▶ Short problem 1: Reproduce the rows word for word, from the line containing "[pin] woman's shoulder" through the end of the rows, with both of those lines included.

▶ Text to read:
══════════

Was also intrigued by the assertion that Soh made (which she is most suited to do, as she studies sex and relationships) that most women prefer more masculine, non-feminist men, and vice-versa. Not that it's a new idea, but I know that I've generally been more attracted to aggressive women whom others described as masculine. Maybe this is normal for bisexual males, or maybe we have a higher variance to the level where there are no strong patterns (in the same way that left-handers don't lateralise function the opposite of right-handers, but rather have far higher variance even to the per-feature level).

A new song stuck in my head - "Rave in the Grave". Also has a great music video with some rather good dancing that seems to tie in accidentally to those thoughts on more masculine women.

══════════

▶ Records provided:
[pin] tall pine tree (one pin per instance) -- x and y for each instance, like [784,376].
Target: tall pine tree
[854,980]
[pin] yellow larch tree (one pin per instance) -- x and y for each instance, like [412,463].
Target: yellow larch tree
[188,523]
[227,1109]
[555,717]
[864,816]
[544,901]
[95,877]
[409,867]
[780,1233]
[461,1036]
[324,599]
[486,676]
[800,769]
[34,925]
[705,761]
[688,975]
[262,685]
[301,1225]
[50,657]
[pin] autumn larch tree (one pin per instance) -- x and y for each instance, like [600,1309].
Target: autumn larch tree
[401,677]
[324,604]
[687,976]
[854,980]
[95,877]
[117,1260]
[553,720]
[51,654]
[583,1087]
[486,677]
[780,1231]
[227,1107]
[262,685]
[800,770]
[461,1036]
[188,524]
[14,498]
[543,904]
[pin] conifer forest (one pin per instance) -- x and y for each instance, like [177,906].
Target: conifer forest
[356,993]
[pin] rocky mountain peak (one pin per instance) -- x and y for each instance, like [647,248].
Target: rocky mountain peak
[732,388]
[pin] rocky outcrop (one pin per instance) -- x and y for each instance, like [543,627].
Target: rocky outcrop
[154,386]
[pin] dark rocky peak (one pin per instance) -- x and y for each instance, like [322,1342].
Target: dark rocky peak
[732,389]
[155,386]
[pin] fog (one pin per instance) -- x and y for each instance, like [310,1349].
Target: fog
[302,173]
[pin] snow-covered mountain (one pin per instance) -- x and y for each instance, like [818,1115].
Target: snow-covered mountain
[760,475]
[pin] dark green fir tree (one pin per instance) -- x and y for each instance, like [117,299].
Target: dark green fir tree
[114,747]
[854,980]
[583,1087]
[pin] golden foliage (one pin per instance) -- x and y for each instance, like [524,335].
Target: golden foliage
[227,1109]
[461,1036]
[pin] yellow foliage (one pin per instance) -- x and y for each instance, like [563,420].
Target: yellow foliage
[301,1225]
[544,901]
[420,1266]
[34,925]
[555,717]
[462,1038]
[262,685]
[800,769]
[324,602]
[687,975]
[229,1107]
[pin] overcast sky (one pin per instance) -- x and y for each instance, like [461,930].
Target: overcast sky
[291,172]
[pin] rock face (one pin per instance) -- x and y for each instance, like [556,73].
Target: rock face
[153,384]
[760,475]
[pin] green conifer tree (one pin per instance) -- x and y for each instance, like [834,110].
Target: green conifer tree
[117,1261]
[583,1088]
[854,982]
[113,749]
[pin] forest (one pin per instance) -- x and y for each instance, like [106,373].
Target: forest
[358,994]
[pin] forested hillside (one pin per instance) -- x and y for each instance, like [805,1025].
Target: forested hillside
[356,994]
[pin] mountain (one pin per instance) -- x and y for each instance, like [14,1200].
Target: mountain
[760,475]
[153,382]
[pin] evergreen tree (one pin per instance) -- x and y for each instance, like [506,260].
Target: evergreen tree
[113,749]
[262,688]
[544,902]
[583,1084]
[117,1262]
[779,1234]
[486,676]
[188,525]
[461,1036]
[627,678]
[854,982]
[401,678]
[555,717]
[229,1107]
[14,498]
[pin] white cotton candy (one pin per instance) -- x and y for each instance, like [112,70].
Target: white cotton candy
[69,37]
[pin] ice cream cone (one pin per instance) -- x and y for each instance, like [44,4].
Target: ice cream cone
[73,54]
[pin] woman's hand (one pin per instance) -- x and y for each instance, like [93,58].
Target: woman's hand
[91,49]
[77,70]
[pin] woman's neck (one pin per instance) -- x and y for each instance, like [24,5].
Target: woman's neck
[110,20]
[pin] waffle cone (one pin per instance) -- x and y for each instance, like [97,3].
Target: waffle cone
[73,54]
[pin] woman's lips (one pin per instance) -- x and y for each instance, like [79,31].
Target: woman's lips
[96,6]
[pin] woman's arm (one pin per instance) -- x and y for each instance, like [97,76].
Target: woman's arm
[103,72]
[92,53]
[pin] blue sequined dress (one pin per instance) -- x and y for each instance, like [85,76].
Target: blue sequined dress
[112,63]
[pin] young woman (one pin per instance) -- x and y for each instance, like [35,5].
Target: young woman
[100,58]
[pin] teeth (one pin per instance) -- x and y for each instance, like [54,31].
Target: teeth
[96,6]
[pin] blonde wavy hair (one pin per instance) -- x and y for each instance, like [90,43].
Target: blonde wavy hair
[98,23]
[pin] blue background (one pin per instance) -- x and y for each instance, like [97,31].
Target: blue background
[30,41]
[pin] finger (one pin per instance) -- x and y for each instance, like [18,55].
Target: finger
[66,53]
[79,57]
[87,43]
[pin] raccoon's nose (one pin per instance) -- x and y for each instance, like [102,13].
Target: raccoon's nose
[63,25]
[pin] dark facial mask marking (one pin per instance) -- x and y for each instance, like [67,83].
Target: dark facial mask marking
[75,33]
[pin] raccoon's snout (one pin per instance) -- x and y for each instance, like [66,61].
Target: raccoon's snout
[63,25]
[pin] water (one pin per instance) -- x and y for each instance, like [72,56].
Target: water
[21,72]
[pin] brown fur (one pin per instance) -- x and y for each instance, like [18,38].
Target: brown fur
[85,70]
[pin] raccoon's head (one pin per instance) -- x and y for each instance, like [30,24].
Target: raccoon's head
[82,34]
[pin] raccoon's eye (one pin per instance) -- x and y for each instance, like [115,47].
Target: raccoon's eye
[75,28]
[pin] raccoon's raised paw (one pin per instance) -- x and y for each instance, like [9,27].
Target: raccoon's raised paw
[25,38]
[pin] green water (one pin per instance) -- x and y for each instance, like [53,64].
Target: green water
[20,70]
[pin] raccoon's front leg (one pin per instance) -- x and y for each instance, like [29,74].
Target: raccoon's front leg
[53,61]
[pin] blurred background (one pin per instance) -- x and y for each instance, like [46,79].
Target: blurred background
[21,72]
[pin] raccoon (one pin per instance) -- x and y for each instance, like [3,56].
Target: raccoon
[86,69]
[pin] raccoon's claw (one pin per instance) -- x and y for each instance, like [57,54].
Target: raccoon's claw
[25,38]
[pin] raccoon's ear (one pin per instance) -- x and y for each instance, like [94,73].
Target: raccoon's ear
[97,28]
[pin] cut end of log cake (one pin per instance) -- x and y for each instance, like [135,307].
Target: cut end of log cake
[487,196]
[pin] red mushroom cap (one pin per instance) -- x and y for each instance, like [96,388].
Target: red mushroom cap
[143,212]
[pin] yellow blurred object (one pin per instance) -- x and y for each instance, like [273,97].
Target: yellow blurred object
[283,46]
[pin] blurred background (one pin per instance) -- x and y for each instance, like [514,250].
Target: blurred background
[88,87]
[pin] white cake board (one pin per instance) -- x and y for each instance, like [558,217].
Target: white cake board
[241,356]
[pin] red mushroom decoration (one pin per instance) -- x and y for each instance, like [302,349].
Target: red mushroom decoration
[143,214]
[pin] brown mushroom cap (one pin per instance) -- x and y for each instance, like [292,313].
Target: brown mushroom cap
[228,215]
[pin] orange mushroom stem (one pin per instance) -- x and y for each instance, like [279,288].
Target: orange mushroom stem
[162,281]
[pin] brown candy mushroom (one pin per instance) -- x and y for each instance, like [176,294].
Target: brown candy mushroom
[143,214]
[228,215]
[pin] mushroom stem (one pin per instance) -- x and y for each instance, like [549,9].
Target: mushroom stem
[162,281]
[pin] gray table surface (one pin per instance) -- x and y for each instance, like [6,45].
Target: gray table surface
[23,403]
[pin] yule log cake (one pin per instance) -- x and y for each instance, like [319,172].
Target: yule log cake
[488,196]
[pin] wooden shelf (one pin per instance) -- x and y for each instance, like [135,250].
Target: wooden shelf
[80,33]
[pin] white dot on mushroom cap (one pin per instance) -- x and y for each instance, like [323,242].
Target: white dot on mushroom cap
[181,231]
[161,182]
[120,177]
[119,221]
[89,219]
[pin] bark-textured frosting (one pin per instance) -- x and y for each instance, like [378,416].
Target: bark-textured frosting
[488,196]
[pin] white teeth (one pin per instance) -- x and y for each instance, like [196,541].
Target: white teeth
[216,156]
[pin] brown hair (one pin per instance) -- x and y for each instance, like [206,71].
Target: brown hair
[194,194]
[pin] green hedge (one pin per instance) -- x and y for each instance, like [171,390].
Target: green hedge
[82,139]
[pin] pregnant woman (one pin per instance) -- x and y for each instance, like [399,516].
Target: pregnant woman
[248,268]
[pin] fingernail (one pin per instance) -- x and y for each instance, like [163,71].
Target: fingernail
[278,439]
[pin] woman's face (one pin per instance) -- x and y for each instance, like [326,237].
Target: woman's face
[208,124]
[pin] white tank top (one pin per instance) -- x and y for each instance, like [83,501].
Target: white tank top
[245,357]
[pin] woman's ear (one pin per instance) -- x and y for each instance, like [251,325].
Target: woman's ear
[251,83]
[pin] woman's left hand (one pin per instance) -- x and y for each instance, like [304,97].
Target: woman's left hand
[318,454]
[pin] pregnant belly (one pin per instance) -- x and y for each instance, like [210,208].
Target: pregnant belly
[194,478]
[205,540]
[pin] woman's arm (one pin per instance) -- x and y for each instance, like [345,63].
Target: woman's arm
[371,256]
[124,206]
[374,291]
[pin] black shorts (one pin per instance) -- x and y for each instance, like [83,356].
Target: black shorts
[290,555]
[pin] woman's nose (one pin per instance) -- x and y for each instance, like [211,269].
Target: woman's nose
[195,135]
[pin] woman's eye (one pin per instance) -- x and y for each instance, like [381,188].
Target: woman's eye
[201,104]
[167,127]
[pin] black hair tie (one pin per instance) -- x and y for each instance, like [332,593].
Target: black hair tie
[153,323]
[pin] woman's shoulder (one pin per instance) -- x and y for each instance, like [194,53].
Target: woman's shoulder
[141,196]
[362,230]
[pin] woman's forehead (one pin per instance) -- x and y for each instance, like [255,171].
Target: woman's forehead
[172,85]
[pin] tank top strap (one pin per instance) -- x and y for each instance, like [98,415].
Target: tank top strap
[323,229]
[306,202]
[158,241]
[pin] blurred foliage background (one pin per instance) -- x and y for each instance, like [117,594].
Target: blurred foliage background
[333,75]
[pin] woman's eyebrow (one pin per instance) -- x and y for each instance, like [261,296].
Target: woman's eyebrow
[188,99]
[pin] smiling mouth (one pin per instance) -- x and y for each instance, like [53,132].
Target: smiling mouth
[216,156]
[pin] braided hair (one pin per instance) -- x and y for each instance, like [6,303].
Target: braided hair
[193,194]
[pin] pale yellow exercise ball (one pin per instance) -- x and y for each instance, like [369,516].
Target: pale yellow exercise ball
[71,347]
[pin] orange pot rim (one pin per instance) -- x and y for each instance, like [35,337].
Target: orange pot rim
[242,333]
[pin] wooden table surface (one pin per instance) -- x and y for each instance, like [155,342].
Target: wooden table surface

══════════

▶ Short problem 2: In the passage on attraction and masculine women, which song does the writer name as stuck in their head?

▶ Exercise answer 1:
[pin] woman's shoulder (one pin per instance) -- x and y for each instance, like [194,53].
Target: woman's shoulder
[141,196]
[362,230]
[pin] woman's forehead (one pin per instance) -- x and y for each instance, like [255,171].
Target: woman's forehead
[172,85]
[pin] tank top strap (one pin per instance) -- x and y for each instance, like [98,415].
Target: tank top strap
[323,229]
[306,202]
[158,241]
[pin] blurred foliage background (one pin per instance) -- x and y for each instance, like [117,594].
Target: blurred foliage background
[333,75]
[pin] woman's eyebrow (one pin per instance) -- x and y for each instance, like [261,296].
Target: woman's eyebrow
[188,99]
[pin] smiling mouth (one pin per instance) -- x and y for each instance, like [53,132].
Target: smiling mouth
[216,156]
[pin] braided hair (one pin per instance) -- x and y for each instance, like [6,303].
Target: braided hair
[193,194]
[pin] pale yellow exercise ball (one pin per instance) -- x and y for each instance, like [369,516].
Target: pale yellow exercise ball
[71,347]
[pin] orange pot rim (one pin per instance) -- x and y for each instance, like [35,337].
Target: orange pot rim
[242,333]
[pin] wooden table surface (one pin per instance) -- x and y for each instance, like [155,342].
Target: wooden table surface

▶ Exercise answer 2: "Rave in the Grave"